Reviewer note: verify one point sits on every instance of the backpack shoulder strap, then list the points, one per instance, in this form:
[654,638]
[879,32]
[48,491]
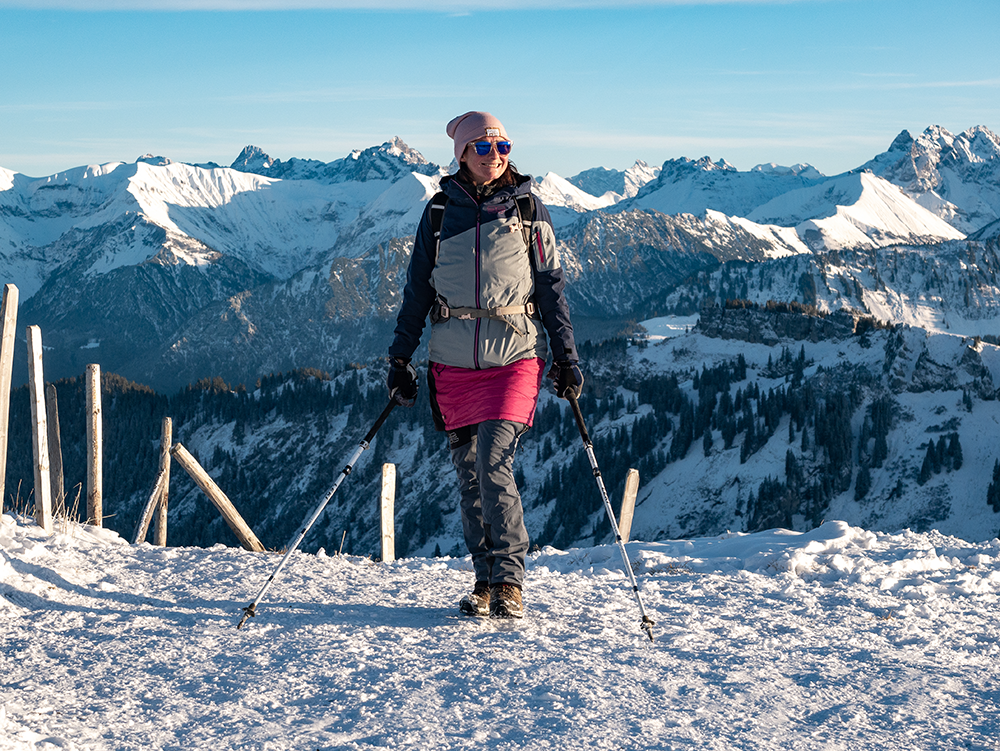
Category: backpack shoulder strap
[438,202]
[526,212]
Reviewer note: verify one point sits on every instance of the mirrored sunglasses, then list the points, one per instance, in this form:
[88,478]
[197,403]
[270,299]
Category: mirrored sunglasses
[484,147]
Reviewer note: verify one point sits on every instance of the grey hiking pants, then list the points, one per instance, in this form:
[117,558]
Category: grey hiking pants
[492,516]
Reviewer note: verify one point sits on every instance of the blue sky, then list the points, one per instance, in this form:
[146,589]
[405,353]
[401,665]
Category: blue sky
[577,84]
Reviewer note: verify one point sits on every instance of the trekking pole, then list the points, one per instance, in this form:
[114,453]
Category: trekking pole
[251,610]
[647,623]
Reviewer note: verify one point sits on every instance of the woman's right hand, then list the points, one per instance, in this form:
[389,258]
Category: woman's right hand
[402,381]
[567,378]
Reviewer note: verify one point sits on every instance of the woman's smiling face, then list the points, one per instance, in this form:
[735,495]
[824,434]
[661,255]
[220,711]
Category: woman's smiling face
[485,169]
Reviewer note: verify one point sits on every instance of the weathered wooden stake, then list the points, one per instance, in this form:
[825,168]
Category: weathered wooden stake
[95,448]
[388,513]
[147,512]
[6,365]
[628,503]
[166,440]
[240,528]
[55,452]
[39,431]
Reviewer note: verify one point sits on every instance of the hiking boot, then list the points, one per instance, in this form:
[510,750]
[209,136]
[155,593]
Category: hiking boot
[477,603]
[505,601]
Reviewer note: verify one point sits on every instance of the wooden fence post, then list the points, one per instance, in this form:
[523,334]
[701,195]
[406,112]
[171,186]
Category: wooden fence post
[39,432]
[388,512]
[166,440]
[240,528]
[147,512]
[9,313]
[628,503]
[95,449]
[156,506]
[55,452]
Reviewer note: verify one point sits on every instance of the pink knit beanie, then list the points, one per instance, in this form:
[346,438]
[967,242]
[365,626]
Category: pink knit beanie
[472,126]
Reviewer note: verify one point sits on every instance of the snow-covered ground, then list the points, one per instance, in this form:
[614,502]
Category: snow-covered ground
[838,638]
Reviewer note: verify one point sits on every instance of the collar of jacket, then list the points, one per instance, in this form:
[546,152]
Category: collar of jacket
[462,193]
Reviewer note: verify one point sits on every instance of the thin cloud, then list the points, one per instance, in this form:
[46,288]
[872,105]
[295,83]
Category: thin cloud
[450,6]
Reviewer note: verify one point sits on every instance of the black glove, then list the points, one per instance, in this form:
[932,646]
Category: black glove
[402,381]
[567,378]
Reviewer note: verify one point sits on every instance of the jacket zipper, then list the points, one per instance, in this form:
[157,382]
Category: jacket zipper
[479,301]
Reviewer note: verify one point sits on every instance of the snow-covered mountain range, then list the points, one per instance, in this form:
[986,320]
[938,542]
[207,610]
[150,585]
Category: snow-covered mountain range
[268,265]
[882,282]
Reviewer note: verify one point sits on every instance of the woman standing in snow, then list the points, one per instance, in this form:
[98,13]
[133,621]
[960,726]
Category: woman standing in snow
[485,268]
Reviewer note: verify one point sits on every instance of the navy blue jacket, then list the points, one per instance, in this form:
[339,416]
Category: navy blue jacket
[462,214]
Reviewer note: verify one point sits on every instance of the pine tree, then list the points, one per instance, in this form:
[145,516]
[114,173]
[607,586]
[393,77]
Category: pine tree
[927,468]
[863,484]
[993,492]
[955,452]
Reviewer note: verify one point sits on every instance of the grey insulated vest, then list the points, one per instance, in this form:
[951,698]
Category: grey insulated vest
[484,271]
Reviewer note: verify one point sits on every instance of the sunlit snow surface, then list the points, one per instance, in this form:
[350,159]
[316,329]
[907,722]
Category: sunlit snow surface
[834,639]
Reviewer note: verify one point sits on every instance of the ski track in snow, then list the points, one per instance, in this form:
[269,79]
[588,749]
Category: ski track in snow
[838,638]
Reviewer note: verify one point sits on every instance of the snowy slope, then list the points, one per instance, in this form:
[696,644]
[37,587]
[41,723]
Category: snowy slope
[955,177]
[691,186]
[854,211]
[836,639]
[928,374]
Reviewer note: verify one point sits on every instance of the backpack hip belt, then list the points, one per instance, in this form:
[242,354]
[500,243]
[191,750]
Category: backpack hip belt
[441,313]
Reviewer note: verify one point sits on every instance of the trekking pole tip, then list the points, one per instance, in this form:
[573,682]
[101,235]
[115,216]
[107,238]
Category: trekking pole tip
[248,612]
[647,626]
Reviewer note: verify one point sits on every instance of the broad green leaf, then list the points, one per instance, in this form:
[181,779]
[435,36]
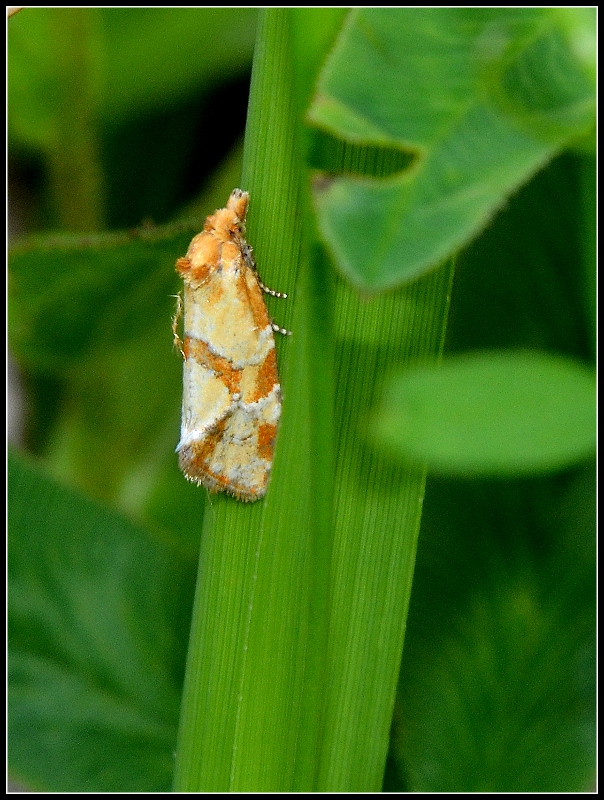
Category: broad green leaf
[481,97]
[72,296]
[98,616]
[506,413]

☆ ☆ ☆ ☆ ☆

WHAT TO WORK ON:
Could you reproduce the data word for word, starting at the line that contains "the woman standing" and ending at the final line of the data, with the pictures left out?

ANSWER TO THE PROBLEM:
Reviewer note: verify one point sits on every instance of the woman standing in snow, then list the points, one per instance, in this form:
[98,13]
[133,621]
[960,726]
Category: woman standing in snow
[485,268]
Reviewer note: verify one point sits on every instance of the navy blue jacket, then list the points, one per instance, in this form:
[339,416]
Category: navy blue jacket
[462,214]
Reviewer note: verify one point sits on every instance of the pine tree, then list the points, one per instance, in this form:
[145,516]
[114,173]
[607,586]
[393,77]
Category: pine tree
[927,468]
[863,484]
[993,492]
[955,452]
Reviewer note: verify one point sits on every instance of the grey insulated vest, then list the points, one per instance, in this form:
[951,698]
Category: grey insulated vest
[484,271]
Reviewer note: verify one point sits on every instance of the sunlit snow surface, then list the points, one per instance, in this form:
[350,159]
[316,329]
[907,722]
Category: sunlit snow surface
[834,639]
Reviewer note: verify one point sits on every instance of the ski track in snow, then list the points, one per instance, in this form:
[269,79]
[588,749]
Category: ski track in snow
[838,638]
Reviewer note: verify one point sits on every instance of the snowy slope, then list the points, one per instance, in this form:
[696,644]
[37,587]
[41,723]
Category: snowy slope
[955,177]
[691,186]
[854,211]
[836,639]
[928,374]
Reviewer note: verify one point sits on every instance of the backpack hip belt, then list the points, one per instance, in this form:
[242,354]
[500,243]
[191,750]
Category: backpack hip belt
[441,313]
Reviewer note: verify one point sits on every instance of the trekking pole tip, then list the points, one per instance, in this form:
[573,682]
[101,235]
[115,216]
[107,238]
Category: trekking pole tip
[248,612]
[647,626]
Reviewer note: verify one point sits on every instance of the broad green leaf, then list the points, one per instance, in this form:
[181,779]
[435,36]
Category: broad green leaf
[481,97]
[72,296]
[98,616]
[506,413]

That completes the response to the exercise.